We had a chance to sit down with Bassam and ask him some questions to understand better what he does and why it is important to make sure your business meets ADA guidelines. Below are some of his answers.

Why does a building need to be ADA compliant?
18% of the national population of the USA is permanently disabled. An additional 8% is temporarily disabled (accidents, medical procedures, etc.). Disabled are the largest minority group in the country and if you add 13% of the population are over the age of 65 (that use accessibility services) the demography becomes much more significant. The disabled demographic command $175 billion in discretionary spending – double the figure for teenagers.

It is not just the disabled – we will all age, living significantly longer and generally healthier lives but we cannot escape the frailties of aging. A senior who has no difficulty getting about on the flat may find a short flight of steep steps insurmountable but may not admit it to anyone and go elsewhere with their business. The advance guard of the aging Baby Boomers are already beginning to enter this stage of life ensuring the growth of this market segment for decades.

If you have had to go anywhere with toddlers or a stroller, pulled a roller suitcase into a hotel, carried a heavy or bulky package into a building or helped a senior get about for more than half an hour you already appreciate that , ADA Accessibility also makes moving around a lot easier for even the young able-bodied.

If you buy or lease a commercial building can we presume the previous owners or tenants made it ADA compliant?

» **WHAT THE EXERCISE ASKS**:
Continue the interview on ADA compliance after its final line, beginning with Bassam's reply to the question it ends on.

» **RECORDS**:
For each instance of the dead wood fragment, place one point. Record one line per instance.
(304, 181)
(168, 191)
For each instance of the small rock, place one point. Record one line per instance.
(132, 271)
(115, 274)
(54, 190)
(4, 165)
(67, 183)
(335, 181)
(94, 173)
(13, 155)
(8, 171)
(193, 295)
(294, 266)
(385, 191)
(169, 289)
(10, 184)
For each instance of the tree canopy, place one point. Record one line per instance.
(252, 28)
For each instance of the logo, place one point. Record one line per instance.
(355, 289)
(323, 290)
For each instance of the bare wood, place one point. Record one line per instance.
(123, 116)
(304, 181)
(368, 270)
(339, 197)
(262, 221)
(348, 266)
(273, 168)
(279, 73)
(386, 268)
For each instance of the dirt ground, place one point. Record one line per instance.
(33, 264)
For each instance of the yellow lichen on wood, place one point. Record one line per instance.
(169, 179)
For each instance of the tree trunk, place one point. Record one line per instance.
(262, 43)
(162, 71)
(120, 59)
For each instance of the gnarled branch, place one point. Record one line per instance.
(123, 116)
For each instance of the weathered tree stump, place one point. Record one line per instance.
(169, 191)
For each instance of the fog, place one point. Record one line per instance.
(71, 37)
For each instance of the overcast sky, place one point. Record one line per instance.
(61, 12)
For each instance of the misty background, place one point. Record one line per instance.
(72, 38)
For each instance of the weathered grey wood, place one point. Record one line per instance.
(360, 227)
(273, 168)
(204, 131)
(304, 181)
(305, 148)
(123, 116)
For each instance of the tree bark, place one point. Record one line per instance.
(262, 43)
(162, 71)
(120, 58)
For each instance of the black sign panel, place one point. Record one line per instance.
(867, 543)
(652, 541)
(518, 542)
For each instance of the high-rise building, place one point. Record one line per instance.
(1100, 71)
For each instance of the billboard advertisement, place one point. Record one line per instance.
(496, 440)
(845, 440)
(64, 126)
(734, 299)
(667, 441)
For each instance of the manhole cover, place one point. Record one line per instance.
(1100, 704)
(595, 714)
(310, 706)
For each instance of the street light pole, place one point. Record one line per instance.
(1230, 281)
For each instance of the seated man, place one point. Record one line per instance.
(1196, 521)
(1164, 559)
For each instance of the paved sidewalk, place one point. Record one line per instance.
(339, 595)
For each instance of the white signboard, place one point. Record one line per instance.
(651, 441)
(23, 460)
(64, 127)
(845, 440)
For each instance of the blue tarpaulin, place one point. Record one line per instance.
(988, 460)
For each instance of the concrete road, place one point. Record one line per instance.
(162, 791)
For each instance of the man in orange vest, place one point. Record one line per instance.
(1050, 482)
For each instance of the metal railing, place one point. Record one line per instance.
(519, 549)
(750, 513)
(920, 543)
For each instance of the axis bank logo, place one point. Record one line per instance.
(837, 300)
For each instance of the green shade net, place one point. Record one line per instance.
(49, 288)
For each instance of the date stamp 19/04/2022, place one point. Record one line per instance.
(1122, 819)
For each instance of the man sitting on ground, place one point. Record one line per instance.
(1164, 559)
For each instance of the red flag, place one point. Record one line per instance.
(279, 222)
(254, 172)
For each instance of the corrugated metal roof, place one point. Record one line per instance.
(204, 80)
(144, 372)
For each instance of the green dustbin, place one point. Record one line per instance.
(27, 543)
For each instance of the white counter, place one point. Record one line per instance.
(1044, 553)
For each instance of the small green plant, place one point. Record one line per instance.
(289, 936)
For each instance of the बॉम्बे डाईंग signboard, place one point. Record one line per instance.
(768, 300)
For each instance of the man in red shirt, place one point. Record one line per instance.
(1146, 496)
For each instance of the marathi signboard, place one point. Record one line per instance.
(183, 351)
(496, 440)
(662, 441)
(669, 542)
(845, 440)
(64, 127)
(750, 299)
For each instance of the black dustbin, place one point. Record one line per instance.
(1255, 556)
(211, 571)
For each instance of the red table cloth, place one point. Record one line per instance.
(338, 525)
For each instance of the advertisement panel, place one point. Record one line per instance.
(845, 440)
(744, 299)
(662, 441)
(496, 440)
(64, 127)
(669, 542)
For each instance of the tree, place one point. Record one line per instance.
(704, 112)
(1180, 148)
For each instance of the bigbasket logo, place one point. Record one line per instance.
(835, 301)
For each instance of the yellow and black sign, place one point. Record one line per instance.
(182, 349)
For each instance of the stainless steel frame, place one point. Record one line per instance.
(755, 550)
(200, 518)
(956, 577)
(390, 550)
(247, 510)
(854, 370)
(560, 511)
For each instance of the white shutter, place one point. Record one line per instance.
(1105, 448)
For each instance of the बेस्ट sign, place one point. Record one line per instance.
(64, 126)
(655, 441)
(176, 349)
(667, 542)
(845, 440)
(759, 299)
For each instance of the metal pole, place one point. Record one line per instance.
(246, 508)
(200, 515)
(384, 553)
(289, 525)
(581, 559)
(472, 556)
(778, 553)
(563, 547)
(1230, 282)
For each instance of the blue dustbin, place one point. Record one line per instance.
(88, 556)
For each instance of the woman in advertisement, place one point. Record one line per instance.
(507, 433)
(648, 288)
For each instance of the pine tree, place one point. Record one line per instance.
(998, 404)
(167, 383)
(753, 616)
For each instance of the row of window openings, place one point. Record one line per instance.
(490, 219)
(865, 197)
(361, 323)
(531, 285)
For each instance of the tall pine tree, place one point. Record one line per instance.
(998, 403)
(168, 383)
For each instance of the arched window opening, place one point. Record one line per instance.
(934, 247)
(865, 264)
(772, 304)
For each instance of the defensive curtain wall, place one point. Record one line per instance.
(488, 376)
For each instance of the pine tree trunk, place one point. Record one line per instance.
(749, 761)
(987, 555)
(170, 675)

» **REPLY TO THE TASK**:
While many people are aware of the ADA, which was passed into law in 1990, even those whose properties, facilities or businesses are directly affected by it have an incomplete understanding of its requirements and so are exposed to the risk of civil penalties and private lawsuits. Some of the more common misconceptions are what people think is “grandfathered” conditions, not so.

Well, not only is it the Law to comply with ADA it also makes perfect commercial sense for owners and their tenants to cater to such a significant number of potential customers. If the carrot of almost 40% demography and Tax rebates is not sufficient consider  Civil penalties up to $55,000 for a first and $110,000 for each subsequent offence may be imposed through Department of Justice enforcement, or $4,000 up to $12,000 per access violation plus attorney’s fees through the California Civil courts (Unruh Civil Rights Act), in California alone over 12,000 private suits have been filed under the ADA, (one lawyer in Sacramento filed 300 law suits) typically these actions seek not only to have infractions corrected but also an award of monetary damages to the plaintiff. The cost of settling either in court or out of it will far exceed the cost of paying for any remediation. California accounts for 42% of all ADA litigation nationwide.

How can business owners ensure compliance and reduce chances of getting sued?
Businesses should hire a  certified access specialist (CASp), who is a person business owners can be assured has been tested and certified by the state as an expert in disability access laws. SB 1608 (State Bill)   sets up a process whereby business owners can voluntarily hire a CASp to inspect their buildings to ensure compliance with disability access standards and obtain an inspection report as proof they did so.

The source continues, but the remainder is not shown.